ELENCO DEI COMPITI:
- 1) Nell'articolo sulla richiesta di grazia di Netanyahu, a chi e quando è stata presentata la richiesta formale?
- 2) Prosegui l'articolo sulla richiesta di grazia di Netanyahu partendo dopo l'ultima frase riportata.

ESTRATTO:

· · · · · · ·

16/12/2025
da Remocontro
Che è accaduto ad Israele nei lunghi anni del regno politico di Netanyahu? «La richiesta di grazia di Netanyahu è una lente sulla psiche politica di Israele» afferma il magazin israeliano ‘+972’. «Il rifiuto del primo ministro di riconoscere le proprie colpe rispecchia una società condizionata a interpretare il rimorso come debolezza e la forza bruta come destino».

I meriti per la grazia
- Nella richiesta formale di grazia per le accuse di corruzione presentata da Netanyahu al presidente Isaac Herzog a fine novembre, si chiede di tenere conto «del suo enorme contributo pubblico allo Stato di Israele e alla società israeliana nel campo della sicurezza». «L’aver rafforzato la percezione che ‘Israele debba difendersi da solo’», frase tra virgolette ma anonima.

· · · · · · ·

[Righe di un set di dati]
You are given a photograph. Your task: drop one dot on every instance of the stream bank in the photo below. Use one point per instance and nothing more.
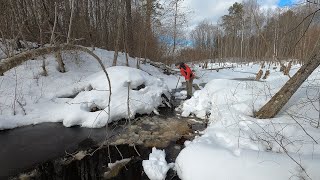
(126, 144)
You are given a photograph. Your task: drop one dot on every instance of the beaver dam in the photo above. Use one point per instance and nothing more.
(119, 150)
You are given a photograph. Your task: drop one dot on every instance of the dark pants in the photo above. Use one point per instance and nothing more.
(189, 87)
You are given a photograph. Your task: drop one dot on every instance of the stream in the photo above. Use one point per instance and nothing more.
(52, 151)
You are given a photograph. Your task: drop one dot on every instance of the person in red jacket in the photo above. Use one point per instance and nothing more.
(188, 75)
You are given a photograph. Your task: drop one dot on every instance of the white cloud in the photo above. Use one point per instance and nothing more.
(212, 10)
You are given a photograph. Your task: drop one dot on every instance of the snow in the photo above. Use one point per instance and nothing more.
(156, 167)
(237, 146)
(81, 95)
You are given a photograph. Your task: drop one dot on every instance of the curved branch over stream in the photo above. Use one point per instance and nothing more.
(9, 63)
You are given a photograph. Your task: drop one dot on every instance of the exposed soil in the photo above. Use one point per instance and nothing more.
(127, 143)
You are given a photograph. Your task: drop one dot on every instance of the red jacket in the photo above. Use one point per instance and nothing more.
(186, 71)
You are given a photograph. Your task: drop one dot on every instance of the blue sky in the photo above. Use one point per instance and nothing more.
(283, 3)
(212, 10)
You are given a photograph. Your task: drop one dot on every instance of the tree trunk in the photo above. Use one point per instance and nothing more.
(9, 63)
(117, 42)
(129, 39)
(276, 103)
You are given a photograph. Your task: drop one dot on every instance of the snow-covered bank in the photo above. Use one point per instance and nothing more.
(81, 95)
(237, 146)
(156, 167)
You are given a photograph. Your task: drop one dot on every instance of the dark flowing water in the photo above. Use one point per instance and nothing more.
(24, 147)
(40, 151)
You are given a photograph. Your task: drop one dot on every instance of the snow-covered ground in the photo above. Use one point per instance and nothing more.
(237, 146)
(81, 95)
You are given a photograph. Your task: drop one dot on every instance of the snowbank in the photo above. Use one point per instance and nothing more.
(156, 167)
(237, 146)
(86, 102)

· · · · · · ·

RISULTATI DELL'ESERCIZIO:
- 1) Al presidente Isaac Herzog, a fine novembre.

- 2)
Guerre e assassinii come meriti
- L’ordine di attacchi preventivi contro le forze sostenute dall’Iran in Siria,
- L’espansione del sistema di difesa missilistica Iron Dome,
- L’istituzione della Direzione Nazionale per la Sicurezza Informatica
- Il contributo alla ‘lotta esistenziale contro il programma nucleare iraniano con il suo discorso al Congresso degli Stati Uniti nel 2015,
- La sua decisione di bombardare l’Iran 10 anni dopo.
- Aver ordinato l’assassinio dei leader di Hamas Mohammed Deif, Ismail Haniyeh e Yahya Sinwar,
- Aver ordinato alle sue truppe di attaccare i vertici di Hezbollah, cosa che ha portato al rovesciamento del regime di Assad in Siria.
Nobel della guerra, con distrazioni
C’è un incidente di sicurezza significativo che manca da questa lista: il mortale attacco a sorpresa di Hamas del 7 ottobre. La lettera ignora anche che la guerra a Gaza non è ancora finita alle condizioni di Israele, poiché Hamas rimane in piedi in metà della Striscia. Queste omissioni non sono dovute a una limitazione del numero di parole; la lettera del Primo Ministro si estende su 13 pagine, rappresentando solo una parte di una presentazione di 111 pagine al Presidente, sottolinea l’autore dell’articolo Meron Rapoport.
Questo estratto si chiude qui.